Location labeling records
==*==

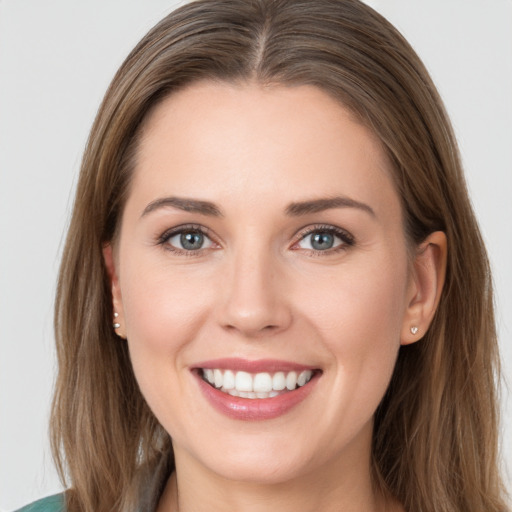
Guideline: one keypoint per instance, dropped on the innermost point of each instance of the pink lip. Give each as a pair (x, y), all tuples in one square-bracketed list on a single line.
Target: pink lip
[(261, 365), (254, 409)]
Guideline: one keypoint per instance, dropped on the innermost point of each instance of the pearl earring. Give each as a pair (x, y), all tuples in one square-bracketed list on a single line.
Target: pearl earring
[(116, 324)]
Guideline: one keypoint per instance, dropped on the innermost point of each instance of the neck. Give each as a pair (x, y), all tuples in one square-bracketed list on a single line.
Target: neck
[(341, 484)]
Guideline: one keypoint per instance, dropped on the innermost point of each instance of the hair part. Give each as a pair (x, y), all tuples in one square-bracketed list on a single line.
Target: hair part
[(435, 433)]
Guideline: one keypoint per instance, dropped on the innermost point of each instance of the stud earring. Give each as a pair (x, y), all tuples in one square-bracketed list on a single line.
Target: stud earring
[(116, 324)]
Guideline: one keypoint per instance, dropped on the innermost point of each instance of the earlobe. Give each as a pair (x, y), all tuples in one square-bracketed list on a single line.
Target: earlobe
[(117, 303), (428, 272)]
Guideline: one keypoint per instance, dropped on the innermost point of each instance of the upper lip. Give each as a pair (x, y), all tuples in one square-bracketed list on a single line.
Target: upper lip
[(256, 366)]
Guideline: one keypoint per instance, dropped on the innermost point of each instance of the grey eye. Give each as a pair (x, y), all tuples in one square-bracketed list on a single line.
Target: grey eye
[(190, 241), (320, 241)]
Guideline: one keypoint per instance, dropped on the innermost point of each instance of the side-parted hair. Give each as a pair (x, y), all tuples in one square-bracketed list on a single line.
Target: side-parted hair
[(435, 441)]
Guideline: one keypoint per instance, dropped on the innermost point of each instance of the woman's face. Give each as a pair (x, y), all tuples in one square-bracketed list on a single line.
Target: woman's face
[(262, 247)]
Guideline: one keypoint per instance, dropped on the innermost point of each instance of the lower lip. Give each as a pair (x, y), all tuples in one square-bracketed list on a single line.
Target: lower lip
[(249, 409)]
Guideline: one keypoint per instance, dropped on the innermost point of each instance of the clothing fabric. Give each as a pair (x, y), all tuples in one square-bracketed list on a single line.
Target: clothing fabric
[(146, 489), (55, 503)]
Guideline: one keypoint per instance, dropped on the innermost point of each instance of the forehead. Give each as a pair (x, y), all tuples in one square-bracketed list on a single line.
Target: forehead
[(220, 141)]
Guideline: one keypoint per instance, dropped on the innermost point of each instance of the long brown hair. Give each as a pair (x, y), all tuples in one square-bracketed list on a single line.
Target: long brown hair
[(435, 435)]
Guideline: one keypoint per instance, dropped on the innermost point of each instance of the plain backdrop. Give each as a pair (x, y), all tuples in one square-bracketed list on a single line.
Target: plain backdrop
[(56, 60)]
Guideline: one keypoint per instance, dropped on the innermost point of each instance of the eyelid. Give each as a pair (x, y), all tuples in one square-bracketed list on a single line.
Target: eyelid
[(346, 238), (185, 228)]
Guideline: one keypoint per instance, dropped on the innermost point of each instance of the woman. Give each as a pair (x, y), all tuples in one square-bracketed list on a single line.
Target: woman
[(274, 293)]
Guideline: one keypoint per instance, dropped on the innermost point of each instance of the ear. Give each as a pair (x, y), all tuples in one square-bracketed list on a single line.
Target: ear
[(428, 271), (118, 322)]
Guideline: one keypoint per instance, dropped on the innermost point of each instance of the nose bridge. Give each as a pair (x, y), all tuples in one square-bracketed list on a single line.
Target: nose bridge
[(253, 300)]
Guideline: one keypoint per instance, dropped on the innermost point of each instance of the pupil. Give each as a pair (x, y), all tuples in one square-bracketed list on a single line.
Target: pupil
[(322, 241), (191, 241)]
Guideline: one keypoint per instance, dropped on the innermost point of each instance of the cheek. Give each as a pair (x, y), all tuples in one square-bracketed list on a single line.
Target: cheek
[(360, 322)]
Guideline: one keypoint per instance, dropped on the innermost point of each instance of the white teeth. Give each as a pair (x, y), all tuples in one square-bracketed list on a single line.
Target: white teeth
[(229, 380), (262, 382), (259, 385), (291, 381), (279, 381), (217, 375), (243, 381)]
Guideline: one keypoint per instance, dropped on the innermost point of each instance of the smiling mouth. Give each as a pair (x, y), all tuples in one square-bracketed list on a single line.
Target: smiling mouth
[(255, 385)]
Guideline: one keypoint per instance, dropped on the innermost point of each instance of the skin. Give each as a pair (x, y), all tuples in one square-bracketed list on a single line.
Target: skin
[(258, 290)]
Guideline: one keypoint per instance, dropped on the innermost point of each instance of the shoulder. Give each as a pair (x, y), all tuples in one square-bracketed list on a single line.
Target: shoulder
[(55, 503)]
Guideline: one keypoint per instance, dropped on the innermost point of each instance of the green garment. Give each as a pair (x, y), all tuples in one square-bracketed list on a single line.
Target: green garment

==*==

Exercise description. Copy verbatim the part of the material that opens with the line containing "of the skin." and closes with the line containing "[(258, 290)]", including both of those lines.

Output below.
Guideline: one keypoint per instance, dropped on the innermost point of each instance of the skin. Give each as a pair (x, y), all tuples in one square-bracketed list on a single line.
Target: skin
[(258, 290)]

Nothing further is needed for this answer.